Some data:
>>>>

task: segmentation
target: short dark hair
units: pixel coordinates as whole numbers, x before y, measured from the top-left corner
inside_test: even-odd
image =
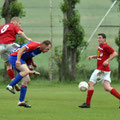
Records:
[[[45,44],[46,46],[48,46],[48,45],[51,45],[51,46],[52,46],[52,43],[51,43],[51,41],[49,41],[49,40],[43,41],[42,44]]]
[[[106,39],[106,35],[104,33],[99,33],[98,36],[102,36],[103,38]]]

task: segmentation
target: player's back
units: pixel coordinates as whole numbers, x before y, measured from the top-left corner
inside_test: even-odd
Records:
[[[21,29],[13,23],[0,26],[0,44],[13,43],[19,30]]]

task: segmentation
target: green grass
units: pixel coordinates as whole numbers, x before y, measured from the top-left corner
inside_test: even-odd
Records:
[[[36,83],[37,82],[37,83]],[[113,84],[117,90],[119,85]],[[80,92],[77,84],[61,84],[32,81],[28,87],[26,100],[31,109],[18,107],[19,93],[15,95],[0,86],[1,120],[119,120],[119,101],[104,92],[99,84],[95,88],[90,109],[80,109],[78,105],[86,99],[86,92]],[[119,91],[120,92],[120,91]]]
[[[0,7],[3,4],[3,0],[0,1]],[[22,29],[24,32],[35,41],[43,41],[50,39],[50,8],[49,1],[47,0],[19,0],[22,2],[26,17],[22,18]],[[60,3],[63,0],[53,0],[53,47],[62,45],[63,40],[63,26],[62,19],[63,15],[60,10]],[[85,40],[88,40],[93,30],[98,25],[99,21],[105,15],[107,10],[110,8],[111,0],[81,0],[80,4],[77,5],[77,9],[81,15],[81,24],[85,30]],[[4,24],[4,20],[0,20],[0,25]],[[119,25],[119,12],[117,6],[111,10],[103,24]],[[117,50],[114,38],[117,36],[118,28],[99,28],[96,34],[93,36],[89,43],[89,46],[81,55],[80,65],[84,65],[86,68],[94,69],[96,67],[95,61],[88,61],[89,55],[96,54],[97,51],[97,34],[99,32],[105,32],[107,35],[107,42]],[[49,64],[49,53],[40,55],[35,58],[36,63],[39,67],[48,69]],[[3,68],[3,62],[0,60],[0,67]],[[111,62],[111,68],[117,68],[117,61]]]

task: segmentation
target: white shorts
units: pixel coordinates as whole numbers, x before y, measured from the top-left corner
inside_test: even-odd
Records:
[[[97,82],[104,82],[104,80],[107,80],[111,83],[111,78],[110,78],[110,73],[111,71],[101,71],[101,70],[94,70],[90,77],[90,81],[93,82],[94,84]]]
[[[8,57],[11,52],[13,52],[17,47],[19,47],[17,43],[12,44],[0,44],[0,57],[4,62],[8,61]]]

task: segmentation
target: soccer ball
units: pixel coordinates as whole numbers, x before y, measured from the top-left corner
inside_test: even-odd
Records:
[[[82,81],[79,83],[78,88],[80,89],[80,91],[85,92],[88,89],[88,83],[85,81]]]

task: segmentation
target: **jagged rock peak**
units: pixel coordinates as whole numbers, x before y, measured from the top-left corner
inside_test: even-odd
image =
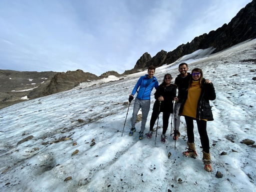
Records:
[[[110,76],[114,76],[118,77],[121,76],[121,74],[119,74],[118,72],[115,72],[114,70],[110,70],[102,74],[100,76],[100,78],[106,78]]]
[[[241,9],[228,24],[224,24],[216,30],[196,37],[190,43],[182,44],[167,54],[162,50],[152,60],[146,61],[140,58],[134,69],[142,69],[150,65],[158,67],[165,64],[170,64],[182,56],[200,49],[212,48],[214,49],[212,53],[217,52],[256,38],[256,0],[253,0]]]
[[[145,52],[137,61],[134,68],[142,68],[145,67],[146,64],[152,59],[151,56],[148,52]]]

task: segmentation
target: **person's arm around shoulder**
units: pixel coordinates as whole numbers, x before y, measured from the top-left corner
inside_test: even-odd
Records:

<<<<

What you have to do
Will you scale the data starting at its first line and ending at the line that contains "[[[21,29],[13,23],[0,26],[0,44],[13,43],[19,30]]]", both included, by writing those lines out again in full with every polygon coordinate in the answers multiplied by 1.6 and rounded to whole numbers, halves rounding up? Leave the pictures out.

Exercise solution
task: segmentation
target: short dark hair
units: pixel coordinates as whole numbers, x before y, measured from the top-left corner
inside_test: even-odd
image =
Records:
[[[72,70],[74,74],[77,74],[77,72],[82,72],[82,74],[83,74],[83,69],[82,69],[82,66],[78,66],[78,64],[69,66],[67,70]]]
[[[170,62],[170,56],[166,53],[158,53],[157,58],[163,58],[165,61]]]

task: segmentation
target: player's back
units: pixel coordinates as whole numbers, x before y, measured from the top-left corner
inside_test: even-odd
Records:
[[[34,46],[21,37],[0,42],[0,70],[21,69],[30,48]]]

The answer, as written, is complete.